■ TEXT SHOWN ■
====
Find limit:
$$\lim_{x\to 0}\frac{x}{\sin x - x} = ???$$
Any help would be thoroughly appreciated.
Find limit:
$$\lim_{x\to 0}\frac{x}{\sin x - x} = ???$$
Any help would be thoroughly appreciated.
Recall that $\sin(x)=x-\dfrac{x^3}{3!}+o(x^3)$. Then
$$\lim_{x\to 0} \frac {x}{\sin(x)-x} = \lim_{x\to 0} \frac {x}{-\frac{x^3}{6} + o(x^3)}= \lim_{x\to 0} \frac {-6}{x^2 + o(x^2)} = -\infty$$
An idea: you can write
$$\frac x{\sin x-x}=\frac1{\frac{\sin x}x-1}$$
and use now that $\dfrac{\sin x}x\xrightarrow[x\to 0]{}1\;$ to show the limit doesn't exist finitely.
You should know that $\displaystyle\lim_{x \to 0} \frac{\sin x}{x} = 1$.
Then, look at $$\lim_{x \to 0} \frac{\sin x - x}{x} = \lim_{x \to 0} \frac{\sin x}{x} - \lim_{x \to 0} \frac{x}{x} = 1 - \lim_{x \to 0} 1 = 1 - 1 = 0.$$
So, the limit you have doesn't exist (since it would behave like the reciprocal of teh limit I just stated.
If you're allowed to use l’Hôpital's theorem, you have $$ \lim_{x\to0}\frac{x}{\sin x-x}=\lim_{x\to0}\frac{1}{\cos x-1} $$ Since $\cos x-1<0$ for $-\pi/2<x<\pi/2$, $x\ne0$, we know that the denominator is negative in a (punctured) neighborhood of $0$. Thus $$ \lim_{x\to0}\frac{x}{\sin x-x}=\lim_{x\to0}\frac{1}{\cos x-1}=-\infty $$
====
■ SET TASKS ■
• A. Do these statements agree with the limit thread? Answer yes or no for each, and quote the exact words that decide it.
(i) One reply says the denominator is negative in a punctured neighborhood of 0.
(ii) The reply using l'Hôpital's theorem gives it with no condition attached.
(iii) The reply that rewrites the fraction presents the rewrite as an idea.
• B. Translate this sentence from the limit thread into Spanish: "Any help would be thoroughly appreciated."

■ SUPPLIED DATA ■
====
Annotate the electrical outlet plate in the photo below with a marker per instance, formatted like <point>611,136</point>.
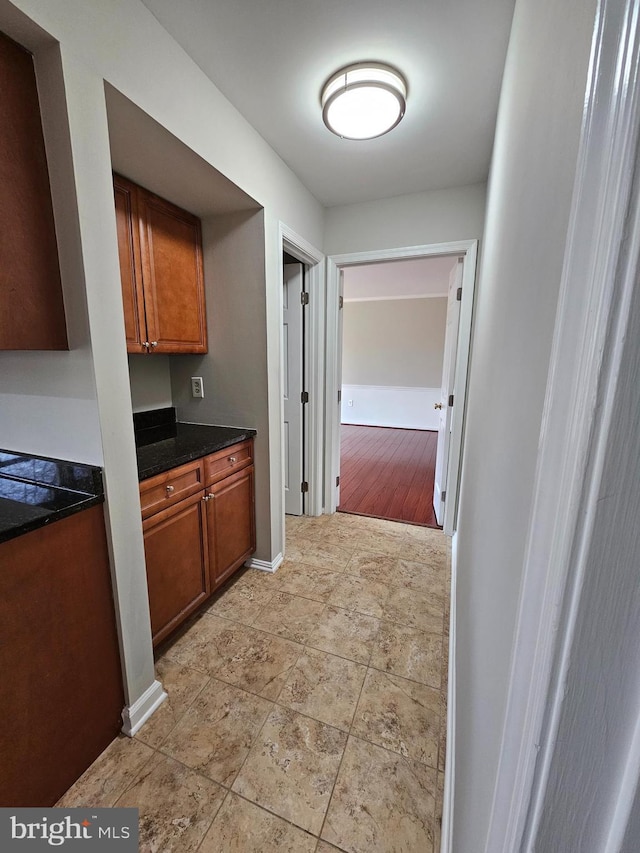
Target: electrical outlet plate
====
■ PER-TASK ANSWERS ■
• A.
(i) Yes: "we know that the denominator is negative in a (punctured) neighborhood of"
(ii) No: "If you're allowed to use l’Hôpital's theorem"
(iii) Yes: "An idea: you can write"

• B. Cualquier ayuda sería sumamente apreciada.